- _CHALLENGE 1_
Find every line in the listing below that contains the word "helmet", and copy each of those lines.

- _TEXT EXCERPT_
+++++

M.J. ENTERTAINMENT ENTERPRISES, INC., D/B/A THE STARLIGHT PLAINTIFF,
V.
THE CITY OF MOUNT VERNON, NEW YORK, A MUNICIPAL CORPORATION; AND SORAYA BEN-HABIB, AS FIRST DEPUTY COMMISSIONER OF THE DEPARTMENT OF BUILDINGS OF THE CITY OF MOUNT VERNON DEFENDANTS.



The opinion of the court was delivered by: McMAHON, United States District Judge

MEMORANDUM DECISION PARTIALLY GRANTING DEFENDANTS' MOTION TO DISMISS FOR LACK OF STANDING
Plaintiff M.J. Entertainment Enterprises, Inc. ("M.J. Entertainment") has sued the City of Mount Vernon and Soraya Ben-Habib, Mount Vernon's First Deputy Commissioner of the Department of Buildings (collectively "Mount Vernon"), claiming two separate violations of the First Amendment. Mount Vernon has moved to dismiss both claims for lack of standing. I rule that M.J. Entertainment may proceed to prosecute Count I, but I dismiss Count II.

BACKGROUND

A. The Dispute

M.J. Entertainment runs a bar called The Starlight in Mount Vernon, New York. M.J. Entertainment has reconsidered its business plan for The Starlight and would like to offer a new type of entertainment at the bar — topless dancing. The Starlight is located, however, in an area where the Mount Vernon Zoning Code prohibits such a land use.

B. The Mount Vernon Zoning Code

The Mount Vernon Zoning Code establishes six types of non-residential zoning districts: (1) Neighborhood Business, (2) Office Business, (3) Downtown Business, (4) Commercial Business ("CB"), (5) Landscaped Industrial, and (6) Industry ("I"). Mount Vernon Code § 267-18. The Code lists for each zoning district a set of (a) "permitted principal uses," and (b) "uses allowed by special permit."*fn1 A land use is categorically allowed in any district in which it is a "permitted principal use." In contrast, the Mount Vernon Planning Board ("Board") must approve "special permit uses" on a case-by-case basis. See Mount Vernon Code §§ 267-24. Those seeking approval for a special permit use must submit an application to the Board, and the Board must then hold a public hearing. Id. at § 267-26. In determining whether to approve a special permit use, the Board must apply certain substantive standards, such as whether "[o]perations in connection with any special permit use will not be more objectionable to nearby property by reason of noise, traffic, fumes, vibration or other such characteristics than would be the operations of permitted uses not requiring a special permit." Id. at § 267-27(C).

In addition, the Code requires the Board to apply more particularized standards to certain "specific special permit uses." See Mount Vernon Code § 267-28. Land uses involving radio towers must comply with specific requirements, for example, as must land uses involving "motor vehicle service stations." Running a bar where women dance topless is also a "specific special permit use." Id. at § 267-28I.

+++++

- _INPUT RECORDS_

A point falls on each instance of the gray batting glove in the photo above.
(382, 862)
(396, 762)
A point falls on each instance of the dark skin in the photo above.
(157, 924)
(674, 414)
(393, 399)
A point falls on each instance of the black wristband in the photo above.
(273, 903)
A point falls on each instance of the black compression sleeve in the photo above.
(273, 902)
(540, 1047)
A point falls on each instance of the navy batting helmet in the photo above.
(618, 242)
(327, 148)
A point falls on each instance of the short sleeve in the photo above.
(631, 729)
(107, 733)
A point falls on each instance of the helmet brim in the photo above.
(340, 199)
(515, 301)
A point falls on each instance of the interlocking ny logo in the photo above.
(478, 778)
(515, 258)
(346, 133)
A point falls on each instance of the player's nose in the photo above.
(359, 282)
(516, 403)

+++++

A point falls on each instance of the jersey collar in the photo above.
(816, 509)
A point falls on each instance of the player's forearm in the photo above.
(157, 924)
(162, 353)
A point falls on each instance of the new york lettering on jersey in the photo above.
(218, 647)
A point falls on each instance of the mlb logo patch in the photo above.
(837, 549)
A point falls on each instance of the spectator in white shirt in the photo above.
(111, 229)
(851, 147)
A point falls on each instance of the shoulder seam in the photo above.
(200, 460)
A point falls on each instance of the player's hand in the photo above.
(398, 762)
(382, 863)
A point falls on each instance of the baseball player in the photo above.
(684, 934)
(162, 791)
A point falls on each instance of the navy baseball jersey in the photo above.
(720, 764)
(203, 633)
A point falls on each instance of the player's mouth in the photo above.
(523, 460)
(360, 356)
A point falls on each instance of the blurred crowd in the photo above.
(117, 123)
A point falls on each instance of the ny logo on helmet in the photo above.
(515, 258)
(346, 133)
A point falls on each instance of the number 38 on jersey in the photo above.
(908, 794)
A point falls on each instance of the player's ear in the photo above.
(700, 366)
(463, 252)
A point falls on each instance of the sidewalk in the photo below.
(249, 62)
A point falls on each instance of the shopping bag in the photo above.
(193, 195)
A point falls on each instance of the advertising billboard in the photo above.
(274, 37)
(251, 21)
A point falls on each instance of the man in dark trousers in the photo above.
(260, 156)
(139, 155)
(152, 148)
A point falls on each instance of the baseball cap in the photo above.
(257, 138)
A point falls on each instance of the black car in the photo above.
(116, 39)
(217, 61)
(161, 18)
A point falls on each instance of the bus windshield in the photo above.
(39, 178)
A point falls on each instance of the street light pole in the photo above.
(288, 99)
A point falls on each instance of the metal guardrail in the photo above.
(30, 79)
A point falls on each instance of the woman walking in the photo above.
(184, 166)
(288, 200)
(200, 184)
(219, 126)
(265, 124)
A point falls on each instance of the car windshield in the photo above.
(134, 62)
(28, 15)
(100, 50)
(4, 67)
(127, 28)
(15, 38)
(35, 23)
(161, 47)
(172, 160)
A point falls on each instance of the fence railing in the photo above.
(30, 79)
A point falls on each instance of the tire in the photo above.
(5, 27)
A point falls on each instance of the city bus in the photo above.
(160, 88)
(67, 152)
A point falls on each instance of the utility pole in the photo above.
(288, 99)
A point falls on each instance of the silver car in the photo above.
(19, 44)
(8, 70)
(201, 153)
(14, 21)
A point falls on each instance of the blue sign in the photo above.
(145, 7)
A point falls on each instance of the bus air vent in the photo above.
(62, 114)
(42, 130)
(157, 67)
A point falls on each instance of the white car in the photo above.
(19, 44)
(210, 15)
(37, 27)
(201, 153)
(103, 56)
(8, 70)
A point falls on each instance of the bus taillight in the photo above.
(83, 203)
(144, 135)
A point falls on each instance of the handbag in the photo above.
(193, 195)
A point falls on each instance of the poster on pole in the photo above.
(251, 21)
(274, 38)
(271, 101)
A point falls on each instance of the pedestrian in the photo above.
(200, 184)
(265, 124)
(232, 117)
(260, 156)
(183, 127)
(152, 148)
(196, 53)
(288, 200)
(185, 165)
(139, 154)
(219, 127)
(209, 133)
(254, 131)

+++++

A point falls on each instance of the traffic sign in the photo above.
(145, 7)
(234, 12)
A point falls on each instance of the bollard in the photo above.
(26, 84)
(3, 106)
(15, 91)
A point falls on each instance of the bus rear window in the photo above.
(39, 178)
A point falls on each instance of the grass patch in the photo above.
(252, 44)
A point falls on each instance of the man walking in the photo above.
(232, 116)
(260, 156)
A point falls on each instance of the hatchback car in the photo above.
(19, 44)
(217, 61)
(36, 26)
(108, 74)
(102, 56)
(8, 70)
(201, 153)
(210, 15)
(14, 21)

+++++

- _CHALLENGE 2_
Name the six types of non-residential zoning districts that the court opinion says the Mount Vernon Zoning Code sets up.

- _EXPECTED ANSWER 1_
A point falls on each instance of the navy batting helmet in the photo above.
A point falls on each instance of the helmet brim in the photo above.
A point falls on each instance of the ny logo on helmet in the photo above.

- _EXPECTED ANSWER 2_
1. Neighborhood Business
2. Office Business
3. Downtown Business
4. Commercial Business ("CB")
5. Landscaped Industrial
6. Industry ("I")